- _Available data_
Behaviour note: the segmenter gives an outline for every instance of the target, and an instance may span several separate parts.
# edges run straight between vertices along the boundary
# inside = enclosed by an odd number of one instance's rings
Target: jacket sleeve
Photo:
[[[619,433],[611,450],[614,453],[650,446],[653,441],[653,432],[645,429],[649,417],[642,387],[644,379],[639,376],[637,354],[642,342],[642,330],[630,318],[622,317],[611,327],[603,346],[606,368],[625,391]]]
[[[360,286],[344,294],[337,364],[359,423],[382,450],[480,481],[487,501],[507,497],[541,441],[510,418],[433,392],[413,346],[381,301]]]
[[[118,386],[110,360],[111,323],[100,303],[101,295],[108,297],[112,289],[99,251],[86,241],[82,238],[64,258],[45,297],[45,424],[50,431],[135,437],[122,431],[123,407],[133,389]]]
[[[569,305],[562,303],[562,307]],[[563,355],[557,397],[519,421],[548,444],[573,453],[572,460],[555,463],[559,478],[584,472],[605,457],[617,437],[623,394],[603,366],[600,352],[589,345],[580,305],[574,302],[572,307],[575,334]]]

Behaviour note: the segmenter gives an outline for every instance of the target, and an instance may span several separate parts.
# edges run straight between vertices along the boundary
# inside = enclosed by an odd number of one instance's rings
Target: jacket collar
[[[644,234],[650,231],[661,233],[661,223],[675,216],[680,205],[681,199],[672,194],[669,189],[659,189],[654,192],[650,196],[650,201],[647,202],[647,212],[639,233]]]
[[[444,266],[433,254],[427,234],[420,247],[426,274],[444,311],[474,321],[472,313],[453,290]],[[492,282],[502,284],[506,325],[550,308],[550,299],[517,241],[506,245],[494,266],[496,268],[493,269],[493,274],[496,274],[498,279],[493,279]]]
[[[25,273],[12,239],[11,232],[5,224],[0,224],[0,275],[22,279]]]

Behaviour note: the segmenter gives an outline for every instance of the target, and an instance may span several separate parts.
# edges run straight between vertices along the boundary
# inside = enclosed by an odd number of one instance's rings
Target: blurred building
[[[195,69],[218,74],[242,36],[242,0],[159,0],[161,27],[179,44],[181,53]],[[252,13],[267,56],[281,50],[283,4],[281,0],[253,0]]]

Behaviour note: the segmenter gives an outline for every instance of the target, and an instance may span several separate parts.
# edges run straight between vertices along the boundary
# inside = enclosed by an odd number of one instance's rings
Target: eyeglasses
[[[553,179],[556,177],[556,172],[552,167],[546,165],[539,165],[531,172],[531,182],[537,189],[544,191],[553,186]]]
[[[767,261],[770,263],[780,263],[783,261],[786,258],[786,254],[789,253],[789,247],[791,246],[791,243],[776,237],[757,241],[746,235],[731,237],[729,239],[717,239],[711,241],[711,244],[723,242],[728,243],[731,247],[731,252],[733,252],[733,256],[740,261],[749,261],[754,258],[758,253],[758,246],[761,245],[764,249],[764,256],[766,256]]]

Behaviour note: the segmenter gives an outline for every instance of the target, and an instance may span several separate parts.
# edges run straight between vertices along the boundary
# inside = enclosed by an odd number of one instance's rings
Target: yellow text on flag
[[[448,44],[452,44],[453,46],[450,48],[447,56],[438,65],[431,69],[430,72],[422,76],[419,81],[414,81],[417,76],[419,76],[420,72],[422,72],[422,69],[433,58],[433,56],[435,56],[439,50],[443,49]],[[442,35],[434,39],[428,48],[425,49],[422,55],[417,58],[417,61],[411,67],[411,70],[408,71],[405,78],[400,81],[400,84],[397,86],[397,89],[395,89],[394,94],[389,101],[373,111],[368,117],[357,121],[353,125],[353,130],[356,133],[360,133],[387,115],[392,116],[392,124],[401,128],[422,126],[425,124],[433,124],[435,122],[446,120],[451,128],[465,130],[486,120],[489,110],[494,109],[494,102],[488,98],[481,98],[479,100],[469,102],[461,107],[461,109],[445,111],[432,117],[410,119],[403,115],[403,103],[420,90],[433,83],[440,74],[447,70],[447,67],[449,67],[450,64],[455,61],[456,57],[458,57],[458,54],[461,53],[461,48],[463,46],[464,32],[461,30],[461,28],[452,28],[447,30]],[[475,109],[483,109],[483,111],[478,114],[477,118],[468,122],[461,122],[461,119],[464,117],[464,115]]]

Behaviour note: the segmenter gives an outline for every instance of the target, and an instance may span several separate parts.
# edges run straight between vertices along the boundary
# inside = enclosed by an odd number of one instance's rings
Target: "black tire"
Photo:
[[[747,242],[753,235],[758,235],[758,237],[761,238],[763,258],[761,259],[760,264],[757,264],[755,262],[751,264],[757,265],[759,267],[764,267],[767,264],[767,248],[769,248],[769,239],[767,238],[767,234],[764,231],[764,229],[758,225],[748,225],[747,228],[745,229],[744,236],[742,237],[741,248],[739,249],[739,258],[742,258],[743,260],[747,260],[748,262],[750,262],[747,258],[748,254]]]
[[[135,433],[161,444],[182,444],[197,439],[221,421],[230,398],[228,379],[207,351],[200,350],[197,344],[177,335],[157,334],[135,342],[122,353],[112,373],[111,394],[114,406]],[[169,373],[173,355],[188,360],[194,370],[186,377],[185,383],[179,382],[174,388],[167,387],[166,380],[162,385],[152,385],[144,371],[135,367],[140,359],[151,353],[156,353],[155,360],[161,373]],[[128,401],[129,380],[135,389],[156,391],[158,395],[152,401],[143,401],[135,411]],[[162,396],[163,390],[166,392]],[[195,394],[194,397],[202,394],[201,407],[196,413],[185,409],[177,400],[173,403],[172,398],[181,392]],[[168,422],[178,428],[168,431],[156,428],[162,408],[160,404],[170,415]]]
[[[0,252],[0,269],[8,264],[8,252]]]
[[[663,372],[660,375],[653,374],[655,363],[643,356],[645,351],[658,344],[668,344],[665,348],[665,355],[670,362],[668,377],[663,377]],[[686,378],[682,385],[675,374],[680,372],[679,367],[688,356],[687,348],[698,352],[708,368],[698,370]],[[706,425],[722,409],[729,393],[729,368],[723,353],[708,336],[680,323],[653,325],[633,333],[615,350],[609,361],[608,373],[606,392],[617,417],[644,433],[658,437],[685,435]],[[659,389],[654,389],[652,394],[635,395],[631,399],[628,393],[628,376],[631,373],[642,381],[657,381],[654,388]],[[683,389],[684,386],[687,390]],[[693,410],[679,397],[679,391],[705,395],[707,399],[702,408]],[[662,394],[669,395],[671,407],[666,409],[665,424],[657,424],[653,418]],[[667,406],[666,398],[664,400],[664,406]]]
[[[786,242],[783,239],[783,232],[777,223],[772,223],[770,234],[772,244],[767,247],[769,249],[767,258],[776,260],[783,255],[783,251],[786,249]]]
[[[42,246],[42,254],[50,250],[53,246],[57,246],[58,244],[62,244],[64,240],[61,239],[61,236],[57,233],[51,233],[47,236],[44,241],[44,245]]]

---

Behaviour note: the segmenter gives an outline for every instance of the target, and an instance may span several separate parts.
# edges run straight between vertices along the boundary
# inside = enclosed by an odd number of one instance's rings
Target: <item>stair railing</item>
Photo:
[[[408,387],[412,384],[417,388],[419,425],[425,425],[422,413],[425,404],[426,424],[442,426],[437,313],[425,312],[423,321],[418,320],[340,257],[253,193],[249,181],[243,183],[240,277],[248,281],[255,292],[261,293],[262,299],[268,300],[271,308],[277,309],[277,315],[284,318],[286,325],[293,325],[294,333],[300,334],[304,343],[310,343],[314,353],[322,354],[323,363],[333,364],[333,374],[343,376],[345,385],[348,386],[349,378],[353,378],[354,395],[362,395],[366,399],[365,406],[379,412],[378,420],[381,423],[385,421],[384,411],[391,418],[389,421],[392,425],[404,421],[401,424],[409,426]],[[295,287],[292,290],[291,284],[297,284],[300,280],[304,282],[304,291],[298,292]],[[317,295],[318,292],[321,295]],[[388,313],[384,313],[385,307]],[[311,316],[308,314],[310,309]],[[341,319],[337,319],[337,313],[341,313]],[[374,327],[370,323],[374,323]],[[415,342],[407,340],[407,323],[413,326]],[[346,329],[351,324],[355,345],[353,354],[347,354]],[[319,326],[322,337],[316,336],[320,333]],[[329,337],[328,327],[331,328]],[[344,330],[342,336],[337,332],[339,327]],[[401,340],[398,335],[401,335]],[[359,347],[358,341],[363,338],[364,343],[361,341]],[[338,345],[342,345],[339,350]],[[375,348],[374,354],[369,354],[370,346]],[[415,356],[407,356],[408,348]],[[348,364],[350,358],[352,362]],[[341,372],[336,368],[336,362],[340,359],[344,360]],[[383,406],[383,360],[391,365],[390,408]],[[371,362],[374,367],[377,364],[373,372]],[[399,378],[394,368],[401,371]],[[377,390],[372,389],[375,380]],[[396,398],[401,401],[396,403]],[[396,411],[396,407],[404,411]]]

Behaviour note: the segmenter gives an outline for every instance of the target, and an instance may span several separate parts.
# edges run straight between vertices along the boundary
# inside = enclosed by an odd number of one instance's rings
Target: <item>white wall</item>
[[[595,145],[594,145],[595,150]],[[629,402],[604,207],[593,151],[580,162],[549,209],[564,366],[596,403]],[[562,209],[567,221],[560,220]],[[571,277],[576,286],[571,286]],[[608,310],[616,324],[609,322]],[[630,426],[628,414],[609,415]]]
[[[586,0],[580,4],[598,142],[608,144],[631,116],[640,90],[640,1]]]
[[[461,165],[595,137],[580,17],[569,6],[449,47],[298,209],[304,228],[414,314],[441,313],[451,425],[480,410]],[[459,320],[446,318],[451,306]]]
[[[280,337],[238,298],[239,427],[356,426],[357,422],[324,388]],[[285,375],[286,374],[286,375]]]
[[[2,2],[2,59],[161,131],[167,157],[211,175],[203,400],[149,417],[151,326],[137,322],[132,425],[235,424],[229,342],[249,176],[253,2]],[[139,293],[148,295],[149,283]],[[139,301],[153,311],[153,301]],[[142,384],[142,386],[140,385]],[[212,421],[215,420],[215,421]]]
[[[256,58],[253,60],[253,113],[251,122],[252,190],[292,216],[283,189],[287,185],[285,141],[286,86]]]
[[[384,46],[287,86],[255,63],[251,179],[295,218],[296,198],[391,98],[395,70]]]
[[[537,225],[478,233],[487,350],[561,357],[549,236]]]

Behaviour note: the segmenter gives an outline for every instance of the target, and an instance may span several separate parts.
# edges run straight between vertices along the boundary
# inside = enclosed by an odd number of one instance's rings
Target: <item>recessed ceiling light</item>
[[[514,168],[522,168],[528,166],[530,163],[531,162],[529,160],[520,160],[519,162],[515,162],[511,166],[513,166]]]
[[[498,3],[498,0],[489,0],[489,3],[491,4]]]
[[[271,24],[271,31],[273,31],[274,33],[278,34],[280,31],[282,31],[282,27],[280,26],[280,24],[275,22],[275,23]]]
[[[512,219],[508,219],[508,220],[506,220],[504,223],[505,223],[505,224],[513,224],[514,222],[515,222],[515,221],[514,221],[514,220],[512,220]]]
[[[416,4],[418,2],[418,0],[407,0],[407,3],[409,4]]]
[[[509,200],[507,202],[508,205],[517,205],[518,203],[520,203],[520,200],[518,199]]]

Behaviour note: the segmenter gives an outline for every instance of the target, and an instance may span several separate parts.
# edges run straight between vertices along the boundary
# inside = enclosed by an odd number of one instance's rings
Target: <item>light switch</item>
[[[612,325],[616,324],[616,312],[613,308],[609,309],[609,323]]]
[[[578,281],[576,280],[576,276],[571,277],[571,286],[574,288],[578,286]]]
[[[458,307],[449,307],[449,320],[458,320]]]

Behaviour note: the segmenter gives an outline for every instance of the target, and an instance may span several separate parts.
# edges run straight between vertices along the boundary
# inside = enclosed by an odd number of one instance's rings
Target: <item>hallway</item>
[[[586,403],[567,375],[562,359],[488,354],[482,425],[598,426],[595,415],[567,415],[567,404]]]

---

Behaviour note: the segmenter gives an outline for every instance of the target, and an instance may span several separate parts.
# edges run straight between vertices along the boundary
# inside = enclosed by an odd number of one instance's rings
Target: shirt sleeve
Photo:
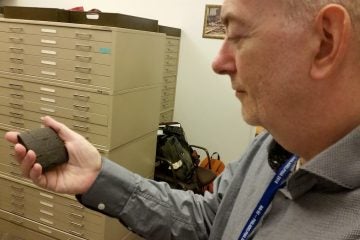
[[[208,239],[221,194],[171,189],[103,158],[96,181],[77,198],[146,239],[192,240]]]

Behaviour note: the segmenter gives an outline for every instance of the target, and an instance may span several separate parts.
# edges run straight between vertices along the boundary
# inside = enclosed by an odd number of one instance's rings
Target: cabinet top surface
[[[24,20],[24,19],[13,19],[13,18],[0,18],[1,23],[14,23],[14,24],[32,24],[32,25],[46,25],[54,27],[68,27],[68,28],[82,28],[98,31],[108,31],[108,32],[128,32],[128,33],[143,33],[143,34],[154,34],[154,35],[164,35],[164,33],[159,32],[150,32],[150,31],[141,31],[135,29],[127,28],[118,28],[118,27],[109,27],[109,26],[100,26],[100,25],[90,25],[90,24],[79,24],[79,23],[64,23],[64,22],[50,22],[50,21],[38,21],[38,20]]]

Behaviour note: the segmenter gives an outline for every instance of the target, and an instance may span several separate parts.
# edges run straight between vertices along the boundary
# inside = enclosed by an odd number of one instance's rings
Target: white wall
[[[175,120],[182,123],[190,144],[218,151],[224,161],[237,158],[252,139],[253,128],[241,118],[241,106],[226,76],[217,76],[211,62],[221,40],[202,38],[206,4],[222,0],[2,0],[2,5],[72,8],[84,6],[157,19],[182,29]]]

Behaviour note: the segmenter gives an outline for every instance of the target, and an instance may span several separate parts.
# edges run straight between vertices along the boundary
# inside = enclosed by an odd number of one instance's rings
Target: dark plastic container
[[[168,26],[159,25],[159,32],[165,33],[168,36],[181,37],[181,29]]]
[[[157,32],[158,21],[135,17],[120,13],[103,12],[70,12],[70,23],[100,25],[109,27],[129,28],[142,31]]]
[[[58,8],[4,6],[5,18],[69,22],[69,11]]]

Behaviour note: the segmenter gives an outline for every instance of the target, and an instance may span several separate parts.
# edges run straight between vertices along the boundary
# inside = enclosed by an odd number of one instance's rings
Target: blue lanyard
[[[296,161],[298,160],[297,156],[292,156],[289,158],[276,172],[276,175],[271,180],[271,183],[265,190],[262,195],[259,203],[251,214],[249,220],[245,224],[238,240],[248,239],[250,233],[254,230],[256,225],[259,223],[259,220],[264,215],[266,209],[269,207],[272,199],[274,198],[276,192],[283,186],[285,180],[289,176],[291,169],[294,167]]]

- _Exercise instructions_
All lines of the material that contain the string "sleeve" are to be copied.

- _Task output_
Target: jacket sleeve
Target: shirt sleeve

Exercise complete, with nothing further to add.